→ **Problem statement**:
Could you reproduce the data below word for word, every line unchanged?
---
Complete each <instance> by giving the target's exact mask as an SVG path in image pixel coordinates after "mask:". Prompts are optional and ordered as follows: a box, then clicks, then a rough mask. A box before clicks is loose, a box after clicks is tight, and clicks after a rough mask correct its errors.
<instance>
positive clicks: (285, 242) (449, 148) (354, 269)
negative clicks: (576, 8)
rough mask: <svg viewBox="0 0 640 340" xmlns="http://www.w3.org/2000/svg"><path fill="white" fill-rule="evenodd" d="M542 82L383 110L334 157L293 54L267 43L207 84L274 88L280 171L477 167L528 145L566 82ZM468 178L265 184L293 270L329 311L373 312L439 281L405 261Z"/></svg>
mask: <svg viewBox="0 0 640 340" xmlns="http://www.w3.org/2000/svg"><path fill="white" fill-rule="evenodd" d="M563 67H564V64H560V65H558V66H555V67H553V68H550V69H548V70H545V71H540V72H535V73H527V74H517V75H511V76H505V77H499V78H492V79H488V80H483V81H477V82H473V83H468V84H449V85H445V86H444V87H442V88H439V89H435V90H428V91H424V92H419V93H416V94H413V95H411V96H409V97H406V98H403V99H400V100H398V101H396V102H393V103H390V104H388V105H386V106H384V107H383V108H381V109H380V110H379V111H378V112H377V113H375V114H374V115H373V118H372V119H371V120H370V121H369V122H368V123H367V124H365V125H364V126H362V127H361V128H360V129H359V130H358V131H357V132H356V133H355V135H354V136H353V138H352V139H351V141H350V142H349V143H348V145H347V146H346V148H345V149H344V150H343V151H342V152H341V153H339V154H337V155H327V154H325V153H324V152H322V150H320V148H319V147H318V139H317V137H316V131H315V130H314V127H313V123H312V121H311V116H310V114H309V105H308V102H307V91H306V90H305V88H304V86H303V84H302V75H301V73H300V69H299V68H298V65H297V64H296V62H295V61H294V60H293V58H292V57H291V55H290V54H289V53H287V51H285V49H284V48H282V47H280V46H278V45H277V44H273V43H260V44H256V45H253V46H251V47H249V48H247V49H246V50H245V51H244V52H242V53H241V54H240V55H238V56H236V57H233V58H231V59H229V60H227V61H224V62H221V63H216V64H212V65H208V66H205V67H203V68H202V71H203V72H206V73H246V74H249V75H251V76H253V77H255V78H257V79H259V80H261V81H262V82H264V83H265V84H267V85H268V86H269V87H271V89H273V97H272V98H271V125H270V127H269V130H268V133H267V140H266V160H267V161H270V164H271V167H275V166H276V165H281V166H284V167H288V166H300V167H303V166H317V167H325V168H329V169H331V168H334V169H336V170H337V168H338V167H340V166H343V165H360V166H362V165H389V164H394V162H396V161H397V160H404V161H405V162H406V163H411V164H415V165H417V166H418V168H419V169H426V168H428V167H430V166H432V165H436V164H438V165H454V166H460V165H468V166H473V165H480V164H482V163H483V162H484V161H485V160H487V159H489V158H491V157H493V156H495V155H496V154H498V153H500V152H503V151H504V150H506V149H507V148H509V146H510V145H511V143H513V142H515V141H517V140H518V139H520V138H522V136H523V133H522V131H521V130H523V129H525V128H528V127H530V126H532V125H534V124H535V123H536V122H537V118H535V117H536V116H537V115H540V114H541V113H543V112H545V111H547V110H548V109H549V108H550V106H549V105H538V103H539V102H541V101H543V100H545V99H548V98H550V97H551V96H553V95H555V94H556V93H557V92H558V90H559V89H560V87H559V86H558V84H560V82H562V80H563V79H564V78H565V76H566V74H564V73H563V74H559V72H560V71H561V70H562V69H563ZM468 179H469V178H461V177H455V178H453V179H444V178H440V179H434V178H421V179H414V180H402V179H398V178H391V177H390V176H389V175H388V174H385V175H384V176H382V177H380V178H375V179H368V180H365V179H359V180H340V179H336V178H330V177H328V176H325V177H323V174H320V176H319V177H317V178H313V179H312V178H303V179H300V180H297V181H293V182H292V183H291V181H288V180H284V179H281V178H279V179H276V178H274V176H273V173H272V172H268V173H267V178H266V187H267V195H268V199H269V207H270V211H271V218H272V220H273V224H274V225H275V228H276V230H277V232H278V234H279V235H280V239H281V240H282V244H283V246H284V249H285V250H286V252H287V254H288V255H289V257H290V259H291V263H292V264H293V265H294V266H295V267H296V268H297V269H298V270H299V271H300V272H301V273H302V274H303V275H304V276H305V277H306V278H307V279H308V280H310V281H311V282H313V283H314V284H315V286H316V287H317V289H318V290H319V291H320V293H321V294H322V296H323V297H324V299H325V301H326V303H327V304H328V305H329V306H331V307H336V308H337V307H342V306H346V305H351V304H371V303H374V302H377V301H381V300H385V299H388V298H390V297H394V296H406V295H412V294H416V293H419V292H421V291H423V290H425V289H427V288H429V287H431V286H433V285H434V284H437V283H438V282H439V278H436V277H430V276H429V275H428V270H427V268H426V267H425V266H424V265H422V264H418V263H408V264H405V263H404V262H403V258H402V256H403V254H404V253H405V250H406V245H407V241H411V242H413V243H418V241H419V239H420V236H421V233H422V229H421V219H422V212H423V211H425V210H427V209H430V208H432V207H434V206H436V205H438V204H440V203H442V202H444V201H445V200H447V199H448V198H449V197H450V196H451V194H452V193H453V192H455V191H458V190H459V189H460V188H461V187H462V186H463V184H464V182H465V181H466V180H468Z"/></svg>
---
→ **Solved exercise**:
Complete each <instance> by giving the target's exact mask as an SVG path in image pixel coordinates after "mask:". Prompts are optional and ordered as follows: a box, then clicks, then a rough mask. A box before clicks is loose, a box after clicks is tight, and clicks after a rough mask correct its errors.
<instance>
positive clicks: (285, 242) (449, 148) (354, 269)
negative clicks: (576, 8)
rough mask: <svg viewBox="0 0 640 340" xmlns="http://www.w3.org/2000/svg"><path fill="white" fill-rule="evenodd" d="M542 82L383 110L334 157L293 54L267 43L207 84L274 88L280 171L477 167L528 145L566 82ZM468 178L265 184L293 270L329 311L373 312L439 281L405 261Z"/></svg>
mask: <svg viewBox="0 0 640 340" xmlns="http://www.w3.org/2000/svg"><path fill="white" fill-rule="evenodd" d="M563 67H564V64H560V65H558V66H555V67H553V68H550V69H548V70H545V71H540V72H535V73H527V74H517V75H511V76H505V77H499V78H492V79H488V80H483V81H477V82H473V83H468V84H449V85H445V86H444V87H442V88H439V89H435V90H428V91H424V92H419V93H416V94H413V95H411V96H409V97H406V98H403V99H400V100H398V101H396V102H393V103H390V104H388V105H386V106H384V107H383V108H381V109H380V110H379V111H378V112H377V113H375V114H374V115H373V118H372V119H371V120H370V121H369V122H368V123H367V124H365V125H364V126H362V127H361V128H360V129H359V130H358V131H357V132H356V133H355V135H354V136H353V138H352V139H351V141H350V142H349V143H348V145H347V146H346V148H345V149H344V150H343V151H342V152H341V153H339V154H337V155H327V154H325V153H324V152H322V150H320V148H319V147H318V139H317V137H316V131H315V130H314V127H313V123H312V121H311V116H310V114H309V105H308V102H307V91H306V90H305V88H304V86H303V84H302V75H301V73H300V69H299V68H298V65H297V64H296V62H295V61H294V60H293V58H292V57H291V55H290V54H289V53H287V51H285V49H284V48H282V47H280V46H278V45H277V44H273V43H260V44H256V45H253V46H251V47H249V48H247V49H246V50H245V51H244V52H242V53H241V54H240V55H238V56H236V57H233V58H231V59H229V60H227V61H224V62H221V63H216V64H212V65H208V66H205V67H203V68H202V71H203V72H206V73H246V74H249V75H251V76H253V77H255V78H257V79H259V80H261V81H262V82H264V83H265V84H267V85H268V86H269V87H271V89H273V97H272V98H271V125H270V127H269V130H268V133H267V140H266V160H267V161H270V164H271V167H275V166H276V165H281V166H284V167H288V166H300V167H303V166H317V167H325V168H329V169H331V168H334V169H336V170H337V168H338V167H340V166H343V165H360V166H362V165H389V164H394V162H396V161H397V160H404V161H405V162H406V163H411V164H415V165H417V166H418V168H419V169H426V168H428V167H430V166H432V165H436V164H438V165H454V166H460V165H468V166H473V165H480V164H482V163H483V162H484V161H485V160H487V159H489V158H491V157H493V156H495V155H496V154H498V153H500V152H503V151H504V150H506V149H507V148H509V146H510V145H511V143H513V142H515V141H517V140H518V139H520V138H522V136H523V133H522V131H521V130H523V129H525V128H528V127H530V126H532V125H534V124H535V123H536V122H537V118H535V117H536V116H537V115H540V114H541V113H543V112H545V111H547V110H548V109H549V108H550V106H549V105H538V103H539V102H541V101H543V100H545V99H548V98H550V97H551V96H553V95H555V94H556V93H557V92H558V90H559V89H560V87H559V86H558V84H560V82H562V80H563V79H564V78H565V76H566V74H564V73H563V74H559V72H560V71H561V70H562V69H563ZM468 179H469V178H461V177H455V178H453V179H444V178H440V179H434V178H421V179H414V180H402V179H398V178H391V177H390V176H389V175H388V174H385V175H384V176H382V177H380V178H375V179H368V180H365V179H359V180H340V179H336V178H330V177H328V176H325V177H323V174H320V176H319V177H317V178H313V179H312V178H303V179H300V180H297V181H293V182H292V183H291V181H288V180H284V179H281V178H279V179H276V178H274V176H273V173H272V172H268V173H267V178H266V187H267V195H268V199H269V207H270V211H271V218H272V220H273V224H274V225H275V228H276V230H277V232H278V234H279V235H280V239H281V240H282V244H283V246H284V249H285V250H286V252H287V254H288V255H289V257H290V259H291V263H292V264H293V265H294V266H295V267H296V268H297V269H298V270H299V271H300V272H301V273H302V274H303V275H304V276H305V277H306V278H307V279H308V280H310V281H311V282H313V283H314V284H315V286H316V287H317V289H318V290H319V291H320V293H321V294H322V296H323V297H324V299H325V301H326V303H327V304H328V305H329V306H331V307H336V308H337V307H342V306H346V305H351V304H371V303H374V302H377V301H381V300H385V299H388V298H390V297H394V296H406V295H412V294H416V293H419V292H421V291H423V290H425V289H427V288H429V287H431V286H433V285H434V284H437V283H438V282H439V278H436V277H430V276H429V275H428V270H427V268H426V267H425V266H424V265H422V264H418V263H408V264H405V263H404V262H403V258H402V256H403V254H404V253H405V250H406V245H407V241H411V242H413V243H418V241H419V239H420V236H421V233H422V229H421V219H422V212H423V211H425V210H427V209H430V208H432V207H434V206H436V205H438V204H440V203H442V202H444V201H445V200H447V199H448V198H449V197H450V196H451V194H452V193H453V192H455V191H458V190H459V189H460V188H461V187H462V186H463V184H464V182H465V181H466V180H468Z"/></svg>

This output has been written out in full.